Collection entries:
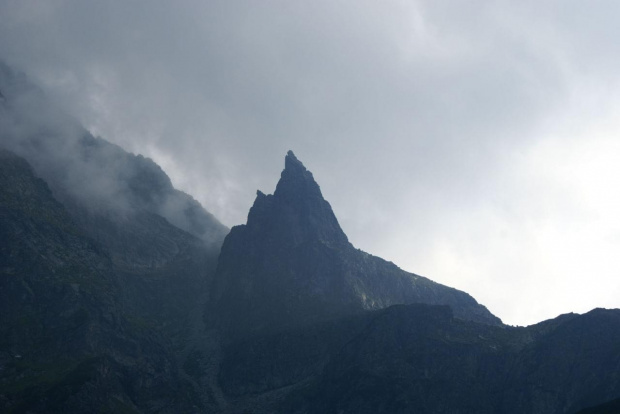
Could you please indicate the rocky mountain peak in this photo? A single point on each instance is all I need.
(296, 212)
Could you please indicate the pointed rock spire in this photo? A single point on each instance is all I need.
(297, 211)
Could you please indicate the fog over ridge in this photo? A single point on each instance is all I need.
(474, 144)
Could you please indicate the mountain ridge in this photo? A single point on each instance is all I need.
(292, 263)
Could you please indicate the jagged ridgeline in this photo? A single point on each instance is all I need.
(292, 264)
(121, 294)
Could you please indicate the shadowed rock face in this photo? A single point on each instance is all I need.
(292, 264)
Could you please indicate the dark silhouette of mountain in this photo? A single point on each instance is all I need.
(69, 343)
(113, 299)
(292, 264)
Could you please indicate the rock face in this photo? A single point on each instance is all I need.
(110, 301)
(419, 358)
(292, 264)
(69, 343)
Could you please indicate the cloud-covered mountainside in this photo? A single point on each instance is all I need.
(119, 293)
(90, 172)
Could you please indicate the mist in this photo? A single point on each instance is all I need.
(471, 143)
(89, 173)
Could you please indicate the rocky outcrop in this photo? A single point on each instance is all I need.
(292, 264)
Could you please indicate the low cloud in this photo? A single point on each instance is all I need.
(438, 131)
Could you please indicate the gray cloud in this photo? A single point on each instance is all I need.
(439, 131)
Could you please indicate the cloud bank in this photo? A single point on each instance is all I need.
(472, 143)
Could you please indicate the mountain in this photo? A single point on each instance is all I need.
(69, 343)
(292, 264)
(91, 230)
(420, 358)
(119, 293)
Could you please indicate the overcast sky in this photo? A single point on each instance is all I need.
(475, 143)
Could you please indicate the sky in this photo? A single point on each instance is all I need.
(474, 143)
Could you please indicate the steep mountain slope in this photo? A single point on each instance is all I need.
(292, 264)
(419, 359)
(159, 245)
(68, 343)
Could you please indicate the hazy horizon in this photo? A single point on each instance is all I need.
(474, 144)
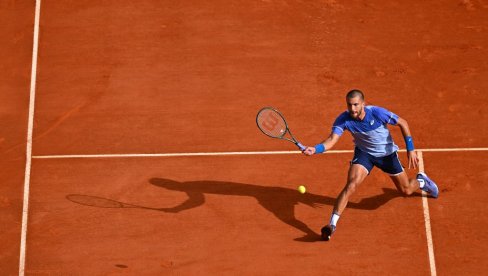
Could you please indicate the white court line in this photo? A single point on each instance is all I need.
(428, 230)
(28, 162)
(188, 154)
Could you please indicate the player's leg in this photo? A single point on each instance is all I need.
(357, 174)
(403, 184)
(359, 169)
(391, 165)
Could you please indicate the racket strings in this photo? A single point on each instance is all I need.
(271, 123)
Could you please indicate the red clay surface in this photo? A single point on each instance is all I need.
(16, 26)
(159, 76)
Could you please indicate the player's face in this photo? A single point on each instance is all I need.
(355, 106)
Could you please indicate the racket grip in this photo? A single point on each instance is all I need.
(300, 146)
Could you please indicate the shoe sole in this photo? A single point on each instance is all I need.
(430, 180)
(326, 233)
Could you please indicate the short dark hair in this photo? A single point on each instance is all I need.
(355, 93)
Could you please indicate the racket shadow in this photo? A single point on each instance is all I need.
(277, 200)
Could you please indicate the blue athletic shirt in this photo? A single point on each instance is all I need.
(370, 135)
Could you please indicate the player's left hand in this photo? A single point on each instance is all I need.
(413, 160)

TASK ITEM => Retype every entry above exactly, leaving out the pictures.

ANSWER SECTION =>
Could you please indicate the rocky mountain peak in this photo? A single point on each instance is all I need.
(296, 212)
Could you please indicate the pointed rock spire in this photo? A single point on each instance is all I need.
(297, 211)
Could you please indicate the fog over ridge in this photo? A single point on each instance is all I need.
(474, 144)
Could you please indicate the mountain ridge in this photo? A single point on each instance is all I need.
(292, 263)
Could you please indicate the jagged ridgeline in this photo? A single point on each instance is all I need.
(292, 264)
(121, 294)
Could you please indicate the shadowed rock face in this photo? A single point on each instance is all I need.
(292, 264)
Could you please indicate the dark silhouette of mountain in this photo? A single point on each instance is all I need.
(69, 343)
(113, 299)
(292, 264)
Could you please indicate the rock face in this photo? A single point on each instance is all I need.
(110, 301)
(419, 358)
(292, 264)
(69, 343)
Could you please indicate the cloud-covered mountainside in this photo? A single point on each instance is all I need.
(119, 293)
(90, 172)
Could you please indicate the mist in this photo? A single point on each instance is all I need.
(471, 143)
(89, 173)
Could you please indicate the rocky outcrop in this photo? A single point on each instance is all I need.
(292, 264)
Could you please indicate the low cloud in this photo? A single point on each instance is all I need.
(438, 131)
Could you please indicate the gray cloud in this photo? A single point on each instance is all I need.
(439, 131)
Could you please indicate the cloud bank in this photo? A single point on each instance is all I need.
(472, 143)
Could you please indicate the mountain in this photo? A single point on each instance is all I need.
(69, 343)
(292, 264)
(91, 230)
(420, 358)
(119, 293)
Could you please indicate the overcast sky in this photo? A single point on each instance is all I need.
(475, 143)
Could you please indicate the sky in this photo? A single point on each instance is all I need.
(474, 143)
Could you please indicate the steep mountain slope in this photo? A single point on each instance is all I need.
(292, 264)
(419, 359)
(159, 245)
(68, 343)
Could you please indicate the hazy horizon in this photo? A single point on each instance is all I need.
(474, 144)
Could you please indicate the white court line in this photo? A single point on each instance is all I need.
(428, 230)
(28, 162)
(188, 154)
Could you please indicate the player's leg in this photo? A single point on each instance is all I need.
(357, 174)
(403, 184)
(359, 169)
(391, 165)
Could you please indicate the racket strings in this photo? A single point on each instance is all I need.
(271, 123)
Could you please indicate the red clay surface in this photo? A single point on each instance is all I need.
(16, 26)
(159, 76)
Could you please indicate the player's face in this photo? A single point on each instance is all I need.
(355, 106)
Could you please indicate the racket grip in this photo? A single point on each instance is all I need.
(300, 146)
Could you please indicate the shoe sole in this photo? A single point on each instance is all I need.
(430, 180)
(326, 233)
Could you please indicate the short dark hair in this photo? A single point on each instance is all I need.
(355, 93)
Could you please indicate the racket shadow in this photo? A single point on each instance is all I need.
(277, 200)
Could you please indicate the blue athletic shirt in this photo? A single point on each instance is all I need.
(370, 135)
Could you please indicate the player's left hand in this photo? A single point on each instance is all I need.
(413, 160)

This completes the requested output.